Supplied information:
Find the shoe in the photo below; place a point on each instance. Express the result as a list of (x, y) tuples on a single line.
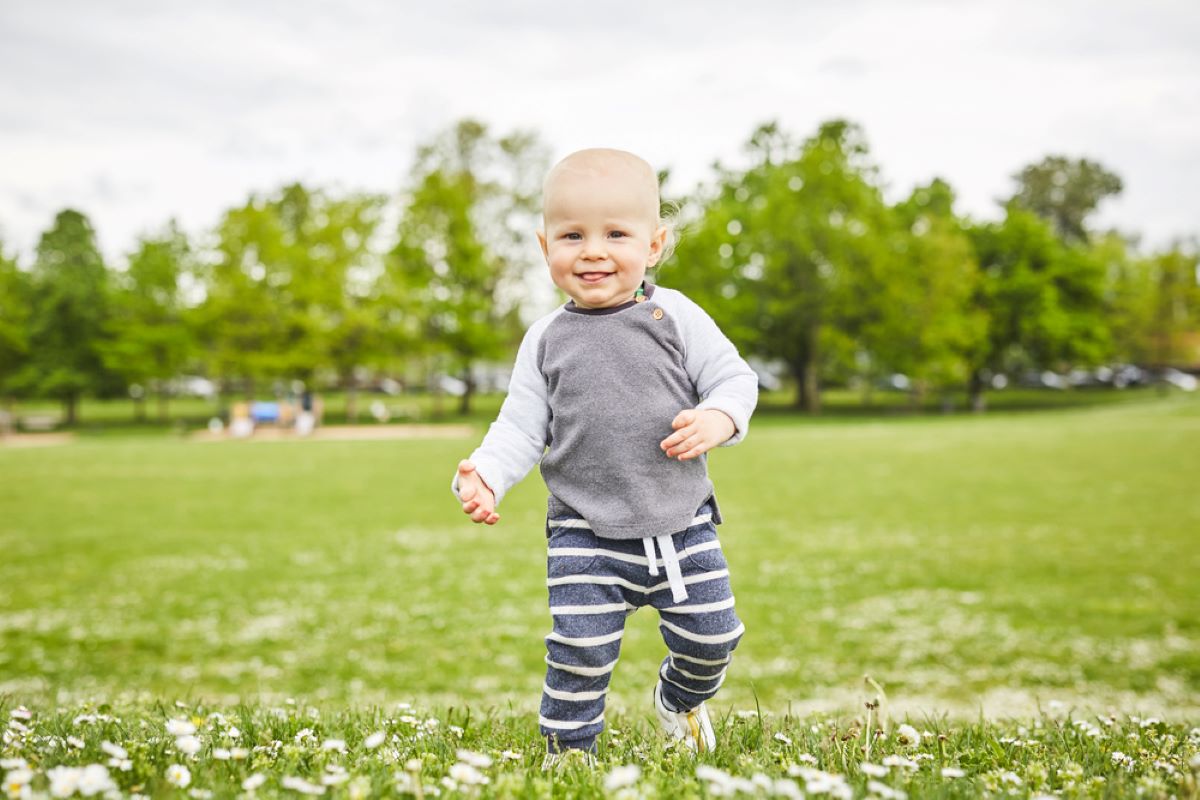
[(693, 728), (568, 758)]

---

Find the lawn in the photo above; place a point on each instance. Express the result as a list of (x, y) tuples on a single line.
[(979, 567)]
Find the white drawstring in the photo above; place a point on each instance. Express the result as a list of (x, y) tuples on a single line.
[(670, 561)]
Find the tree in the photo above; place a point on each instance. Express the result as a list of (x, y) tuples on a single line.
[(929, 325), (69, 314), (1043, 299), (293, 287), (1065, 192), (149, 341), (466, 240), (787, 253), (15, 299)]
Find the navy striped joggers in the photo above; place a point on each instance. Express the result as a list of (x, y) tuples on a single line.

* * *

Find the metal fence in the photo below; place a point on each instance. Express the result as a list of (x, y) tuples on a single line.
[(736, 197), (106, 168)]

Assignment:
In the entries above, restate word for word the lines between the one holding "Find the white" and the one holding "Find the navy", inclusive, and nothing besides.

Solution to the exercise:
Find the white drawstring in the photo above; place a point on each instance. Express the result as a list of (x, y) tuples on a single line.
[(670, 561)]
Find the tree in the photo above; place a point on each instance. Express the result as a list of (x, y) tuples on a single line.
[(929, 325), (69, 314), (1043, 299), (293, 287), (1065, 192), (149, 341), (466, 240), (787, 253), (15, 299)]
Find the navy striped joggers in the photo above; place a point on each instance. Express the result as a list of (x, y) tuples on a single line.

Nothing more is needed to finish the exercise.